── Extrait source

La requérante a également attiré l'attention de la chambre sur la décision T 385/97 du 11 octobre 2000, point 3.2 des motifs : « ... If first instance departments and/or parties have failed to take account of highly relevant matter which is clearly available in the EPO file and which relates to a ground of opposition, the Board's competence extends to rectifying the position by consideration of that matter provided, of course, the parties' procedural rights to fair and equal treatment are respected. »
Invitée par la chambre à se positionner par rapport aux exigences de l'article 114(2) CBE, la requérante a expliqué que la question à se poser était de savoir si la chambre est en mesure de se prononcer sur un fait soulevé en 2015. L'expression « en temps utile » doit être interprétée à l'égard du droit des parties à un procès équitable et du devoir qu'a la chambre de juger. En l'espèce, l'argument a été soulevé en temps utile. La question pourrait se poser si l'argument avait été soulevé pour la première fois lors de la procédure orale, ce qui n'est pas le cas en l'espèce. Le devoir de juger reste prédominant par rapport à des considérations procédurales ou des questions d'organisation interne. La question décisive est de savoir s'il est possible, de façon décente, de prendre en compte l'argument.
La requérante a également attiré l'attention de la chambre sur la gradation des éléments tardifs : motifs, documents, arguments. On ne saurait appliquer les mêmes critères à ces trois éléments. En ce qui concerne les arguments, il y a eu une évolution ; la situation n'est pas si claire, compte tenu des travaux préparatoires et des décisions de la Grande Chambre de recours. La chambre doit être disposée à accepter de nouveaux arguments, sauf en cas d'abus.
g) Renvoi à la première instance
Au cas où la chambre admettrait l'argument tardif de la requérante concernant la nature de la colle utilisée (caractéristique 3), un renvoi de l'affaire en première instance est demandé par la requérante.

────
── Documents sources

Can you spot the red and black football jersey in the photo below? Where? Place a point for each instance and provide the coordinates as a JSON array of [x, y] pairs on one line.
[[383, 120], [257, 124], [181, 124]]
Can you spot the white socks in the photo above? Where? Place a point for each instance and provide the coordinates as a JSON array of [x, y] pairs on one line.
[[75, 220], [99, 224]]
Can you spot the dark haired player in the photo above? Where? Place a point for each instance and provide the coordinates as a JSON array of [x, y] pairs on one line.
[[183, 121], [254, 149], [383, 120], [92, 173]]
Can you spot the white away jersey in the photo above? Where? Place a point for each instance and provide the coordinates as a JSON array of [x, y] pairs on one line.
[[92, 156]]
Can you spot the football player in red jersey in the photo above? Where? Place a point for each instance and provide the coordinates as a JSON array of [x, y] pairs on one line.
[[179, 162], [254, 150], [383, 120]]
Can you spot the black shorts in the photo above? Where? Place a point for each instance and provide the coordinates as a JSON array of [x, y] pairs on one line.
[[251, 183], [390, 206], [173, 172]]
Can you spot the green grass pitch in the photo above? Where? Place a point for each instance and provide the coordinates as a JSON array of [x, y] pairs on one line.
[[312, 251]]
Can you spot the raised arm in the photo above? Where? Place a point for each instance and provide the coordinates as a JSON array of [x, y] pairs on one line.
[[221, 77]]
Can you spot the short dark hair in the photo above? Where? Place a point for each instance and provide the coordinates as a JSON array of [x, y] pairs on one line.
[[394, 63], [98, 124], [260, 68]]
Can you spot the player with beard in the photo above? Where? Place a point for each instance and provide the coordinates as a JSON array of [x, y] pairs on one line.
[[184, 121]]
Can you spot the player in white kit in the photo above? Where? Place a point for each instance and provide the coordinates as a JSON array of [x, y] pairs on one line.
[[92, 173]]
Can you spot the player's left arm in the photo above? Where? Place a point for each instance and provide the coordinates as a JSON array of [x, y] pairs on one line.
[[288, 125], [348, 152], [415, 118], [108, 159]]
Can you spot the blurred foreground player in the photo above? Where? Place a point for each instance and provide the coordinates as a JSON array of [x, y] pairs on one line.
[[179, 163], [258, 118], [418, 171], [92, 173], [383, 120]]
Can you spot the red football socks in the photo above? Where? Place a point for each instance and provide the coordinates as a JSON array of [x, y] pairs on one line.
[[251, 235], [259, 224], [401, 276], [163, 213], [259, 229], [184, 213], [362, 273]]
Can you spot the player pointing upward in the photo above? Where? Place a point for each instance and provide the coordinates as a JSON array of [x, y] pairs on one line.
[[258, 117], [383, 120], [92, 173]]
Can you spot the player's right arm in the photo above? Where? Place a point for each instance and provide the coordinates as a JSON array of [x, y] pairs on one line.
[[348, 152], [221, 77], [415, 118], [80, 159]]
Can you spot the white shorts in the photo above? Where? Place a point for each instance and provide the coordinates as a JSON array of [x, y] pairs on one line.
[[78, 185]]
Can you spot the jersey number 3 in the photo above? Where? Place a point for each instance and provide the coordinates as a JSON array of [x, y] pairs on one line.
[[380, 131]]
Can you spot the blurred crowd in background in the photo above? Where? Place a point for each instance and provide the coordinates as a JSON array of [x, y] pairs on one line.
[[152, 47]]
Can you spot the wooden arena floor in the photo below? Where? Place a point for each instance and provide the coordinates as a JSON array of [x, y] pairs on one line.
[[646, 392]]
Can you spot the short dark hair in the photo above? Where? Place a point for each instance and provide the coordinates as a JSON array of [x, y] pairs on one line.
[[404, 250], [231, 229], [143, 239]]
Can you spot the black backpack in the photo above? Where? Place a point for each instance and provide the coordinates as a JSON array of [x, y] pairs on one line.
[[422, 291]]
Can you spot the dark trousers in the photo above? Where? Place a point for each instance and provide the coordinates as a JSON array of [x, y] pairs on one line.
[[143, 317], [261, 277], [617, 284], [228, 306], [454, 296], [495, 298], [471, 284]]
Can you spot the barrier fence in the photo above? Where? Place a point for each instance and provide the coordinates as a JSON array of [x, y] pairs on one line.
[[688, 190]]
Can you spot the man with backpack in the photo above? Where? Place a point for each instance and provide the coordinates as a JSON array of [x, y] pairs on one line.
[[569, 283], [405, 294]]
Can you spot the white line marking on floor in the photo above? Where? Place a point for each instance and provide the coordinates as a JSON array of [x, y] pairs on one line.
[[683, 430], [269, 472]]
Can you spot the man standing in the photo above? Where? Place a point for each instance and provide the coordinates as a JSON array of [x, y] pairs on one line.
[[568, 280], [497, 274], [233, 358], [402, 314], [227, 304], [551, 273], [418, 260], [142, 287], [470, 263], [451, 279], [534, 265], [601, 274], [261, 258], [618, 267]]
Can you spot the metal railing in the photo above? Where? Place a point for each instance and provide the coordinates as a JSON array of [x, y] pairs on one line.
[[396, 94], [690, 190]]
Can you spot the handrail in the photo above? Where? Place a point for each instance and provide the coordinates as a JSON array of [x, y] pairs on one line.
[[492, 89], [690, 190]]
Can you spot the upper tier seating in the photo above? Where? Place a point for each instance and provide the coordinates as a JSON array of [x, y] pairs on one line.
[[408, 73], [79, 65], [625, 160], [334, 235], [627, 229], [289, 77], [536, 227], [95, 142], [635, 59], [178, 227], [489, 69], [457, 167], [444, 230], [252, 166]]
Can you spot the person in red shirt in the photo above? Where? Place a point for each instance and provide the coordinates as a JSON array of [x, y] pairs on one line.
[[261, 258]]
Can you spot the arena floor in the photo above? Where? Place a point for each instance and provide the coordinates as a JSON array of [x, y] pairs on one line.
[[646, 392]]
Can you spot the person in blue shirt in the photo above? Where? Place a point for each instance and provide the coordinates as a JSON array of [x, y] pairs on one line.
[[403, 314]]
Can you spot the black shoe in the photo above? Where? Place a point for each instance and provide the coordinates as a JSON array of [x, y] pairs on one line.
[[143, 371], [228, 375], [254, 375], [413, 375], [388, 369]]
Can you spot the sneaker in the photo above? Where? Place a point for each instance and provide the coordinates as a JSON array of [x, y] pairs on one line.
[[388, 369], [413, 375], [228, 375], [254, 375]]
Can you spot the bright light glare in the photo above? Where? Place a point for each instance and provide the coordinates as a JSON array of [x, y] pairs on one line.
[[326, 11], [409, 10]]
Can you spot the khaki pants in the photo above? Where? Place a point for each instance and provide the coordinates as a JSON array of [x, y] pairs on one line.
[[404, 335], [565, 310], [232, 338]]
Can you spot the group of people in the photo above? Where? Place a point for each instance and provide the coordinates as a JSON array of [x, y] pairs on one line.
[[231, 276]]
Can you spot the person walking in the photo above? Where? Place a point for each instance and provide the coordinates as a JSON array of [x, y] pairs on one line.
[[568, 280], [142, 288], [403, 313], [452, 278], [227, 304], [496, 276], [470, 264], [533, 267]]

────

• Objectif énoncé 1
Recopiez mot pour mot le passage de l'extrait sur l'argument tardif qui commence par les mots contenant « g) Renvoi à » et se termine par « par la requérante. ».
• Objectif énoncé 2
Présentez sous forme de liste numérotée, sans les lignes vides, uniquement la partie du listing qui commence par la ligne contenant « Can you spot the dark haired » et se termine par la ligne contenant « [[184, 121]] », ces deux lignes comprises.

• Réponse complète 1
g) Renvoi à la première instance
Au cas où la chambre admettrait l'argument tardif de la requérante concernant la nature de la colle utilisée (caractéristique 3), un renvoi de l'affaire en première instance est demandé par la requérante.

• Réponse complète 2
1. Can you spot the dark haired player in the photo above? Where? Place a point for each instance and provide the coordinates as a JSON array of [x, y] pairs on one line.
2. [[183, 121], [254, 149], [383, 120], [92, 173]]
3. Can you spot the white away jersey in the photo above? Where? Place a point for each instance and provide the coordinates as a JSON array of [x, y] pairs on one line.
4. [[92, 156]]
5. Can you spot the football player in red jersey in the photo above? Where? Place a point for each instance and provide the coordinates as a JSON array of [x, y] pairs on one line.
6. [[179, 162], [254, 150], [383, 120]]
7. Can you spot the black shorts in the photo above? Where? Place a point for each instance and provide the coordinates as a JSON array of [x, y] pairs on one line.
8. [[251, 183], [390, 206], [173, 172]]
9. Can you spot the green grass pitch in the photo above? Where? Place a point for each instance and provide the coordinates as a JSON array of [x, y] pairs on one line.
10. [[312, 251]]
11. Can you spot the raised arm in the photo above? Where? Place a point for each instance and provide the coordinates as a JSON array of [x, y] pairs on one line.
12. [[221, 77]]
13. Can you spot the short dark hair in the photo above? Where? Place a point for each instance and provide the coordinates as a JSON array of [x, y] pairs on one line.
14. [[394, 63], [98, 124], [260, 68]]
15. Can you spot the player with beard in the photo above? Where? Place a point for each instance and provide the coordinates as a JSON array of [x, y] pairs on one line.
16. [[184, 121]]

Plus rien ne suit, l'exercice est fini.